=== SOURCE DATA ===

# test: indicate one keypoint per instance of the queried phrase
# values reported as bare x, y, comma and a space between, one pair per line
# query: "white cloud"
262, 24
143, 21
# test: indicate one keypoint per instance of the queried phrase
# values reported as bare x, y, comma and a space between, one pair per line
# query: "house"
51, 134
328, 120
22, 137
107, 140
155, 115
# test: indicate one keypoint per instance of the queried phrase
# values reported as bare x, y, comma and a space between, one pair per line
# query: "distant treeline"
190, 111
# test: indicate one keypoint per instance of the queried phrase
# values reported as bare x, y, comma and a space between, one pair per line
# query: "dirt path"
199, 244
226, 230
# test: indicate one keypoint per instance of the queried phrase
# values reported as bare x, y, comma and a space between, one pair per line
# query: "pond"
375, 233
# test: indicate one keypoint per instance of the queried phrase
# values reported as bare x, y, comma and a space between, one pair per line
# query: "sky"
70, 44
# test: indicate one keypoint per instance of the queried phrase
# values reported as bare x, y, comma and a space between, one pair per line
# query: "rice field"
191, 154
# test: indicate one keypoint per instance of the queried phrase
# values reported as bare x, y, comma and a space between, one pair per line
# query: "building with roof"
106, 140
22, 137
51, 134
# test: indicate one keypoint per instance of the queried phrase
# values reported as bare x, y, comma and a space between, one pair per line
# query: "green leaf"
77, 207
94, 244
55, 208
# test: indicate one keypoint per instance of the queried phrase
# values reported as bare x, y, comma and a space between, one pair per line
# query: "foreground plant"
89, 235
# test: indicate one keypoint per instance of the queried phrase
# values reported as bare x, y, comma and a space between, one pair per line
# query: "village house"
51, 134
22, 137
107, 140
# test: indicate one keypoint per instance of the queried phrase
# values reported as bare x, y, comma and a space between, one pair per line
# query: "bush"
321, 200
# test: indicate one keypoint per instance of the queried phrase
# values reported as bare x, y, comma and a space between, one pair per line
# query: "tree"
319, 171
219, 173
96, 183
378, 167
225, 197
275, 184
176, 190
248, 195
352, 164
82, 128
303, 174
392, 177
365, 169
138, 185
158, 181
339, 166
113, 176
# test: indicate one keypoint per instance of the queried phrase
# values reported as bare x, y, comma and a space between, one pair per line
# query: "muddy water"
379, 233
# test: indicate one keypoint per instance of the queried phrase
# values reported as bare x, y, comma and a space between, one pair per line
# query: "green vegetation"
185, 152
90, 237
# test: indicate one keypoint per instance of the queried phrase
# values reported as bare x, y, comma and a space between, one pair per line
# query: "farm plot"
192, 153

===

PROMPT:
Return every line of the material exactly.

FINISHED EXERCISE:
# test: indicate one keypoint per instance of the queried phrase
# values reported as bare x, y, comma and a space between, one pair per line
# query: "white cloud"
262, 24
143, 21
# test: indicate one keypoint per instance of the queried phrase
# values reported as bare x, y, comma and a space between, one pair per line
# query: "house"
51, 134
328, 120
22, 137
107, 140
155, 115
# test: indicate one keypoint per instance of the queried phrase
# values reported as bare x, y, comma and a space between, one pair per line
# query: "distant treeline"
190, 111
# test: indicate one keypoint per instance of the queried phrase
# values reported as bare x, y, comma and a space between, one pair per line
# query: "dirt path"
199, 244
226, 230
# test: indicate one keypoint per instance of the queried phrase
# values reported as bare x, y, comma and a space between, one pair per line
# query: "pond"
375, 233
# test: indicate one keypoint per instance of the queried phrase
# values reported as bare x, y, comma and a space between, one pair per line
# query: "sky"
70, 44
# test: indicate one keypoint per instance of the queried phrase
# values reported as bare x, y, comma and a space between, one pair per line
# query: "rice field"
191, 154
# test: indicate one keypoint per instance of the queried phrase
# values reported as bare x, y, comma and a space between, one pair per line
# query: "building with roof"
106, 140
22, 137
51, 134
# test: indicate one keypoint per instance of the queried phrase
# values reported as bare x, y, comma and a space between, one pair per line
# query: "green leaf"
77, 207
94, 244
55, 208
# test: indicate one keypoint per instance of the queried phrase
# values reported as bare x, y, comma and a space between, one pair per line
# query: "foreground plant"
89, 235
# test: indicate one keypoint per instance of the queried phrase
# values reported as bare x, y, comma and a space between, one pair per line
# query: "village house"
51, 134
22, 137
107, 140
# test: indicate one keypoint per instance of the queried phrase
# values reported as bare x, y, comma and a space between, one pair per line
# query: "bush"
321, 200
# test: indicate one keypoint per instance of the queried phrase
# values reported as bare x, y, comma and a space between, one pair per line
# query: "tree"
319, 171
219, 173
96, 183
378, 167
225, 197
275, 184
176, 190
248, 195
352, 164
82, 128
303, 174
392, 177
365, 169
138, 185
158, 181
339, 166
113, 176
# test: indicate one keypoint per instance of the queried phrase
# values reported as bare x, y, comma and a space between, one pair per line
# query: "muddy water"
379, 233
# test: indicate one keypoint per instance of the queried phrase
# values reported as bare x, y, comma and a space between, one pair per line
# query: "green vegetation"
185, 152
90, 237
# test: indicate one keypoint per instance of the queried phrase
# values reported as bare x, y, comma and a space between, one pair per line
# query: "farm plot"
192, 153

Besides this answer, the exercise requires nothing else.